Task statement:
All of the records should be reproduced word for word, but no images may appear in the copy.

(Stored entries)

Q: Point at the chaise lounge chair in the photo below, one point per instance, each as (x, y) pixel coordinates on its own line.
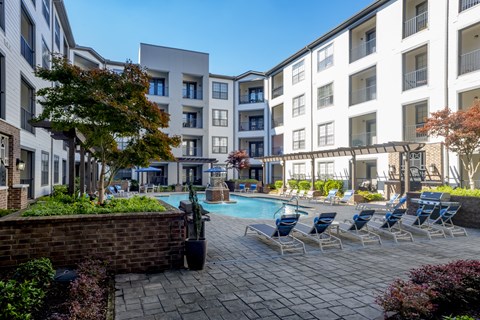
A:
(320, 230)
(420, 222)
(280, 234)
(391, 225)
(357, 228)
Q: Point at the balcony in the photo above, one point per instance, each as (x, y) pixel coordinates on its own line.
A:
(415, 24)
(410, 133)
(467, 4)
(415, 79)
(26, 51)
(469, 49)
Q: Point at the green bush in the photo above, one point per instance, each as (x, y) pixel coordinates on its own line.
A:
(278, 184)
(456, 192)
(19, 299)
(53, 207)
(293, 184)
(319, 185)
(304, 185)
(368, 196)
(39, 270)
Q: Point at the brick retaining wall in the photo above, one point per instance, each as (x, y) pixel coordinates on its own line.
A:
(468, 216)
(139, 242)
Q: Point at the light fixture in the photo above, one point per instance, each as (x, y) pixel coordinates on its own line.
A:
(20, 165)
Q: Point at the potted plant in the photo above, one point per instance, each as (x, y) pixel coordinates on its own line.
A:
(195, 245)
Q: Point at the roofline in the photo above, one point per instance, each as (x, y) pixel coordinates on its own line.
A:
(62, 15)
(158, 46)
(327, 36)
(92, 51)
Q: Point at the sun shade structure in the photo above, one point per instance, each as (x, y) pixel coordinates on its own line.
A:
(389, 147)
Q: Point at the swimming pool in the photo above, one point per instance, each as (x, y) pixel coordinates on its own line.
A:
(259, 208)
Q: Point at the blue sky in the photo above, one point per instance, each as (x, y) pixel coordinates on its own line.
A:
(239, 35)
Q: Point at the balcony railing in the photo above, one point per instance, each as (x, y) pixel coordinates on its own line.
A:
(26, 116)
(364, 139)
(192, 94)
(191, 151)
(415, 79)
(466, 4)
(247, 126)
(364, 94)
(192, 123)
(26, 50)
(248, 98)
(411, 134)
(416, 24)
(470, 62)
(363, 50)
(277, 92)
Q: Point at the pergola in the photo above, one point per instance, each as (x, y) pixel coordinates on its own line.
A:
(389, 147)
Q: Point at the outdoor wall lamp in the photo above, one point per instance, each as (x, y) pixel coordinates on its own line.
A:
(20, 164)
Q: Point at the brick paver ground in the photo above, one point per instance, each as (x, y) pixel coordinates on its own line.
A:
(247, 278)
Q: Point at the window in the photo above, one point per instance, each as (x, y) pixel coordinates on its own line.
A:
(325, 170)
(325, 96)
(219, 144)
(325, 134)
(220, 118)
(46, 10)
(325, 58)
(44, 168)
(45, 55)
(298, 106)
(220, 90)
(299, 172)
(157, 87)
(27, 38)
(56, 169)
(27, 101)
(299, 139)
(57, 33)
(298, 72)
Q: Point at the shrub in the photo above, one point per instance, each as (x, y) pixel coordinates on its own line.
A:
(435, 291)
(304, 185)
(39, 270)
(19, 299)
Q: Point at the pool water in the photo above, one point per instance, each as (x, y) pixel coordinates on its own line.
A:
(259, 208)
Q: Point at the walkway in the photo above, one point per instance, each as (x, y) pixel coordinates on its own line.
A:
(247, 278)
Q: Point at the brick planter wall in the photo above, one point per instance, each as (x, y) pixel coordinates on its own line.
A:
(139, 242)
(468, 216)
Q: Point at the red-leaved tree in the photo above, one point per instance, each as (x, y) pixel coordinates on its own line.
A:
(461, 131)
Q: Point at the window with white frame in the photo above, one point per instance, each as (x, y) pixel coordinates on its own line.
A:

Result of this task:
Q: Point at the chaise lounge chair in the photo below, one point per instance, each as (x, y) pixel coordinates on its own line.
A:
(320, 230)
(420, 222)
(280, 234)
(391, 225)
(357, 228)
Q: Point at the balcony in the photo above, one point per instance, each as (x, y) pixel coordinates on its own line.
A:
(415, 24)
(410, 133)
(467, 4)
(415, 79)
(26, 51)
(469, 49)
Q: Point at the green bush in the photo above, one point per instance, each as (x, y) pixel coordinates on its own line.
A:
(278, 184)
(456, 192)
(19, 299)
(53, 207)
(293, 184)
(319, 185)
(304, 185)
(368, 196)
(39, 270)
Q: Point at the brick retaining wall in the photo above, one point per instance, each as (x, y) pixel coordinates on its own line.
A:
(468, 216)
(139, 242)
Q: Point at the light fixture in the photo above, one point per instance, each as (x, y) pixel coordinates on its own line.
A:
(20, 165)
Q: Point at the potted plant in the photo above, one point per instance, each as (x, y) pixel coordinates on its own line.
A:
(195, 245)
Q: Point at the roofline in the photo above, one point per instance, each as (x, y) pixel coordinates on its own line.
A:
(62, 15)
(158, 46)
(327, 36)
(92, 51)
Q: Point at the sun shade structure in the photo above, one point per instance, each as (x, y) pixel coordinates on its own line.
A:
(389, 147)
Q: Point at the swimming pool in the photo above, one point per instance, each as (x, y) pixel coordinates on its own line.
A:
(259, 208)
Q: Point at the blue sky in the photo above, one point per instance, each as (x, y) pixel coordinates on its own line.
A:
(239, 35)
Q: Point at the balcony railing in the photo above, one point per instance, each as (x, y) pixel coordinates on its own line.
A:
(26, 116)
(364, 139)
(192, 94)
(191, 151)
(415, 79)
(466, 4)
(247, 126)
(364, 94)
(192, 123)
(26, 50)
(248, 98)
(411, 134)
(416, 24)
(470, 62)
(363, 50)
(277, 92)
Q: Point at the pergola in the photo above, one point per instance, each as (x, y) pixel coordinates on its own line.
A:
(389, 147)
Q: Point at the outdoor wall lamp in the photo above, one point per instance, each as (x, y) pixel coordinates on its own line.
A:
(20, 164)
Q: Point at the brick paver ground in the photo above, one point per instance, each as (x, y) pixel coordinates on its own line.
A:
(247, 278)
Q: Point at the window in the photo above, one point per instance, each as (x, y) pixel coordinates on its own line.
A:
(325, 170)
(325, 96)
(219, 144)
(325, 134)
(220, 118)
(46, 10)
(325, 58)
(44, 168)
(45, 55)
(298, 106)
(220, 90)
(299, 172)
(157, 87)
(27, 38)
(56, 169)
(27, 101)
(299, 139)
(57, 33)
(298, 72)
Q: Point at the shrub in the photo above, one point per instance, each as (x, y) pixel coordinates on its own line.
A:
(435, 291)
(304, 185)
(39, 270)
(19, 299)
Q: Point at the pool water in the photo above, one point per instance, each as (x, y) pixel coordinates on its own line.
A:
(259, 208)
Q: Point at the walkway in the photo above, one point per instance, each as (x, y) pixel coordinates on its own line.
A:
(247, 278)
Q: Point at the brick planter wall in the photo above, one point per instance, each as (x, y) pixel coordinates on its own line.
A:
(139, 242)
(468, 216)
Q: Point at the red-leaved tree in the photo above, one point per instance, each as (x, y) pixel coordinates on its own line.
A:
(461, 131)
Q: Point at the window with white frame in the photo above, one point per instance, each as (x, y) pixel coordinates on its own line.
A:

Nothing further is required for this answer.